>> begin

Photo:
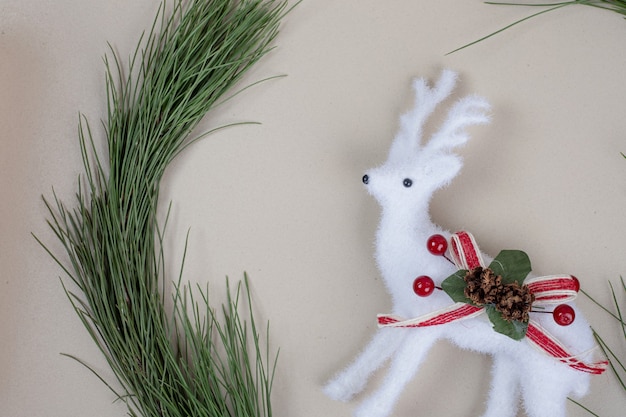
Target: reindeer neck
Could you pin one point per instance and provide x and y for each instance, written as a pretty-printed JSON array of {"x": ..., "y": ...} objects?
[{"x": 403, "y": 233}]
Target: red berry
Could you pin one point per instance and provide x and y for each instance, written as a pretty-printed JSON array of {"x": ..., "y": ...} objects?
[
  {"x": 563, "y": 315},
  {"x": 437, "y": 245},
  {"x": 423, "y": 286}
]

>> end

- Directive: Copy every one of the rows above word for word, leaving out the pictures.

- Exercise response:
Photo:
Target: reindeer neck
Could you pin one point per instance and provide x and y for each instance, written as a pretty-printed JSON array of {"x": ..., "y": ...} objects?
[{"x": 403, "y": 233}]
Target: red berry
Could you pin one point per instance and provide x and y for each instance, written as a pretty-printed JSON array of {"x": ..., "y": ...} objects?
[
  {"x": 563, "y": 315},
  {"x": 437, "y": 245},
  {"x": 423, "y": 286}
]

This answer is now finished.